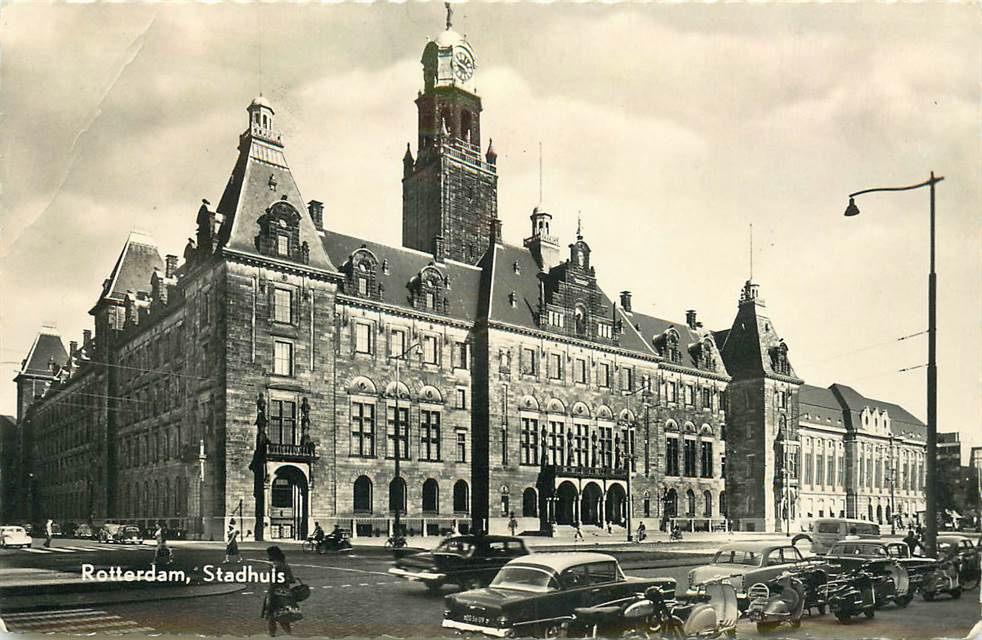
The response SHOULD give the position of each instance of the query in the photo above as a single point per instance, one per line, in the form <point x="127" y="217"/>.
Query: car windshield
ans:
<point x="749" y="558"/>
<point x="456" y="546"/>
<point x="525" y="578"/>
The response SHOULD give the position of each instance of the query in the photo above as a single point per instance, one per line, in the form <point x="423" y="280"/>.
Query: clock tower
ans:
<point x="450" y="190"/>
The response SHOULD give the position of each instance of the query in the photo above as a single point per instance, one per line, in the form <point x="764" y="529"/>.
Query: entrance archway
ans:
<point x="614" y="509"/>
<point x="590" y="504"/>
<point x="288" y="502"/>
<point x="566" y="496"/>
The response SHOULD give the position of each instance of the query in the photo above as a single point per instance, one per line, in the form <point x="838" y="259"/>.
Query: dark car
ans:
<point x="536" y="595"/>
<point x="120" y="533"/>
<point x="467" y="561"/>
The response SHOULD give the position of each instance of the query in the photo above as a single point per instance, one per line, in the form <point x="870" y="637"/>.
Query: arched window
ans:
<point x="397" y="495"/>
<point x="431" y="496"/>
<point x="461" y="497"/>
<point x="363" y="494"/>
<point x="529" y="503"/>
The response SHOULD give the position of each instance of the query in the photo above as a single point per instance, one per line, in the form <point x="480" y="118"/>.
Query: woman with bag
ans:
<point x="280" y="604"/>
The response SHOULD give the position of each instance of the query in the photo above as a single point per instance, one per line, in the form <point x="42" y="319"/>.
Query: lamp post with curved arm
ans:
<point x="931" y="526"/>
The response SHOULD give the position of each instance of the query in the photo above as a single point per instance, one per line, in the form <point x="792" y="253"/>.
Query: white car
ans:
<point x="14" y="537"/>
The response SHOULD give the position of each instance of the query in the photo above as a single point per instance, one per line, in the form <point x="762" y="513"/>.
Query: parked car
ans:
<point x="537" y="594"/>
<point x="120" y="533"/>
<point x="468" y="561"/>
<point x="747" y="563"/>
<point x="13" y="536"/>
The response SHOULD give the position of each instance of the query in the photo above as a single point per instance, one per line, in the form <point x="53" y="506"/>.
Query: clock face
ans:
<point x="463" y="65"/>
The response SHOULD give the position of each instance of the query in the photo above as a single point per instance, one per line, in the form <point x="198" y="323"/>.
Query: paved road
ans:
<point x="354" y="595"/>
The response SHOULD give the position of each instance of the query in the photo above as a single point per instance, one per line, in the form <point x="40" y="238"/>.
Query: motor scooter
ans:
<point x="852" y="593"/>
<point x="776" y="602"/>
<point x="711" y="613"/>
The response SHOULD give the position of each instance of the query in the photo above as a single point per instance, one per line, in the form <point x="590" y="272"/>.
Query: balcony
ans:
<point x="290" y="452"/>
<point x="595" y="473"/>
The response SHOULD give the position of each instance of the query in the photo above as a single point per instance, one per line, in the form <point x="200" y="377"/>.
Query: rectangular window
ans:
<point x="430" y="351"/>
<point x="460" y="355"/>
<point x="529" y="364"/>
<point x="397" y="343"/>
<point x="689" y="458"/>
<point x="555" y="366"/>
<point x="579" y="371"/>
<point x="706" y="459"/>
<point x="603" y="375"/>
<point x="530" y="441"/>
<point x="283" y="305"/>
<point x="364" y="338"/>
<point x="282" y="425"/>
<point x="363" y="429"/>
<point x="672" y="457"/>
<point x="429" y="435"/>
<point x="282" y="358"/>
<point x="400" y="442"/>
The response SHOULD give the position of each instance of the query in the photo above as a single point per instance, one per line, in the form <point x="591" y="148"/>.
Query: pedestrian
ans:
<point x="232" y="543"/>
<point x="279" y="605"/>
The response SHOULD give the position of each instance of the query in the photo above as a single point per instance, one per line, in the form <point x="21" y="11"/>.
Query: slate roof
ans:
<point x="47" y="348"/>
<point x="134" y="267"/>
<point x="403" y="265"/>
<point x="260" y="178"/>
<point x="500" y="264"/>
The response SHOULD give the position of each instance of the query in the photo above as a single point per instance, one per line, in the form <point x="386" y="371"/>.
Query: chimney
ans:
<point x="171" y="261"/>
<point x="690" y="319"/>
<point x="316" y="210"/>
<point x="626" y="301"/>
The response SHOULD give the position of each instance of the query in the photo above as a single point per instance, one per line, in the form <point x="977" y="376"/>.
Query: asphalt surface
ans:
<point x="353" y="595"/>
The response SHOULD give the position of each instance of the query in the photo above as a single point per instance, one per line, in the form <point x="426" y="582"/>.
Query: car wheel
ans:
<point x="766" y="626"/>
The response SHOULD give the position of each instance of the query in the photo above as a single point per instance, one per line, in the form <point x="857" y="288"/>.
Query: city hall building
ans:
<point x="278" y="371"/>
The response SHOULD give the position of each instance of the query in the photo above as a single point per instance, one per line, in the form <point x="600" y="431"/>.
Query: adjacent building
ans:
<point x="282" y="373"/>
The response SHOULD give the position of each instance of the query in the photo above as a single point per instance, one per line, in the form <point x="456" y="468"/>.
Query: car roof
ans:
<point x="559" y="561"/>
<point x="759" y="546"/>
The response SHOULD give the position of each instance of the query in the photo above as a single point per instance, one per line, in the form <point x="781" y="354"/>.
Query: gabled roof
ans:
<point x="402" y="265"/>
<point x="524" y="283"/>
<point x="47" y="348"/>
<point x="260" y="178"/>
<point x="134" y="267"/>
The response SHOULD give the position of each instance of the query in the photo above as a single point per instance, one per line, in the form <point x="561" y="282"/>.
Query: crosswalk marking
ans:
<point x="71" y="620"/>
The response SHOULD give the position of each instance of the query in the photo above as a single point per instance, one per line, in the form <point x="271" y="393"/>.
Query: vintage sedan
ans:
<point x="536" y="595"/>
<point x="468" y="561"/>
<point x="12" y="536"/>
<point x="747" y="563"/>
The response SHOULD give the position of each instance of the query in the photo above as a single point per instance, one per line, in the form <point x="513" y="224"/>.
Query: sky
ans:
<point x="671" y="128"/>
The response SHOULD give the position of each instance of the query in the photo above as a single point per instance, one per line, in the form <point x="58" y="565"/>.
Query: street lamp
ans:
<point x="630" y="455"/>
<point x="931" y="528"/>
<point x="398" y="435"/>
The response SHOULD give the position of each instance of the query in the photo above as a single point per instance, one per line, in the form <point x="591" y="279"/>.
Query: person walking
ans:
<point x="279" y="605"/>
<point x="231" y="543"/>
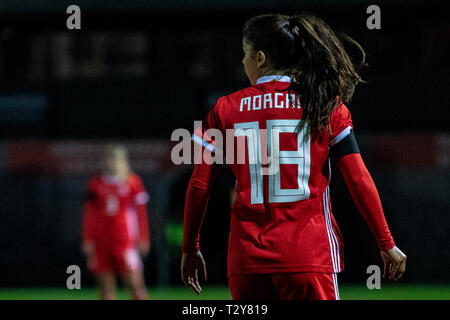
----------------------------------------
§ **STATED PROBLEM**:
Locate every line above that contains the word "roof" and copy each one out. Case counts.

§ **TASK OUTPUT**:
Query: slate roof
Query: car roof
Query: gabled roof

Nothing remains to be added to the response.